== RECORDS PROVIDED ==
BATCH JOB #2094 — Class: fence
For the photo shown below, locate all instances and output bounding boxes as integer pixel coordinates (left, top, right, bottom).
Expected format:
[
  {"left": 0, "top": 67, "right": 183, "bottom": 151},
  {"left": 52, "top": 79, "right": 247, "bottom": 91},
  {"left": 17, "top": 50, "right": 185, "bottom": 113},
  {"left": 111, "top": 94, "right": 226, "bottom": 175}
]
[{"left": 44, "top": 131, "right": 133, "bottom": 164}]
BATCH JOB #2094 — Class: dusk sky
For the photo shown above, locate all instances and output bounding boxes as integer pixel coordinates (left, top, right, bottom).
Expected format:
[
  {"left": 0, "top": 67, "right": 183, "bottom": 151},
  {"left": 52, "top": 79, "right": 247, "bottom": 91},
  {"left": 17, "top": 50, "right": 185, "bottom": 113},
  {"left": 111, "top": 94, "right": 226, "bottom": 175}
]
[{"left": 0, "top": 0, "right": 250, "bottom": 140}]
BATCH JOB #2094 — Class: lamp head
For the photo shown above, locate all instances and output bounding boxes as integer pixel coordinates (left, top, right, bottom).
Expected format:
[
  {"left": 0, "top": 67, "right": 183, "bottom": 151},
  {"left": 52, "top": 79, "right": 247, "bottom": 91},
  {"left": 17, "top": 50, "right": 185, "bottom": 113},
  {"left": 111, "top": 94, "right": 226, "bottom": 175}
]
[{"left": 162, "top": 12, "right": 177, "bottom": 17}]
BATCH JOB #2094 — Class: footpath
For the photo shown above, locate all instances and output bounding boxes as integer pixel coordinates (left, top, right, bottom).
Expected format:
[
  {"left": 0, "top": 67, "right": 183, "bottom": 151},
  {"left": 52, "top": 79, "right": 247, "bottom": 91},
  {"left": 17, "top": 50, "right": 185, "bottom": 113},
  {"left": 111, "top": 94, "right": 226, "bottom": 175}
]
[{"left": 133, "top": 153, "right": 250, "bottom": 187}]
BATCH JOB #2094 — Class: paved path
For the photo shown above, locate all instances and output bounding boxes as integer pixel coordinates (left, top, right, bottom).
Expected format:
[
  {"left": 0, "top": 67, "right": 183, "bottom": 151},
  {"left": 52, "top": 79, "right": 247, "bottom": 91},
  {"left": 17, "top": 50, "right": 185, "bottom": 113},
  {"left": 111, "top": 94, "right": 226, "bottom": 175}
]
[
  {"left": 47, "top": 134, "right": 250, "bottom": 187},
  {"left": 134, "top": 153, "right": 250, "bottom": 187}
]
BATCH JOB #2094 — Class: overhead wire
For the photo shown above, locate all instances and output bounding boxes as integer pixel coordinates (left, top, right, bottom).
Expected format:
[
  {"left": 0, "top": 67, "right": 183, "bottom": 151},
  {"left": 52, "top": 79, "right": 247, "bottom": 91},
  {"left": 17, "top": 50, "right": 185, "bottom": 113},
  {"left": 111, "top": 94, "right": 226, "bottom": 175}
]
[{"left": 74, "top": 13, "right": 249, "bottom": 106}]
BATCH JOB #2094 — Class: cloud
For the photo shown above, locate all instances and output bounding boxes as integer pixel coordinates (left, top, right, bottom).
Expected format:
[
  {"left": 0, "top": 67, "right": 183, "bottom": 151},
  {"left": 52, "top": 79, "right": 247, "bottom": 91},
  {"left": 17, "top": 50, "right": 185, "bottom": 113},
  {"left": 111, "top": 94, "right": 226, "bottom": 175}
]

== TASK OBJECTIVE ==
Identify each line in the records above that contains the word "BATCH", and copy those lines in full.

== SOLUTION FOR THIS PROBLEM ==
BATCH JOB #2094 — Class: fence
BATCH JOB #2094 — Class: dusk sky
BATCH JOB #2094 — Class: lamp head
BATCH JOB #2094 — Class: footpath
BATCH JOB #2094 — Class: paved path
BATCH JOB #2094 — Class: overhead wire
BATCH JOB #2094 — Class: cloud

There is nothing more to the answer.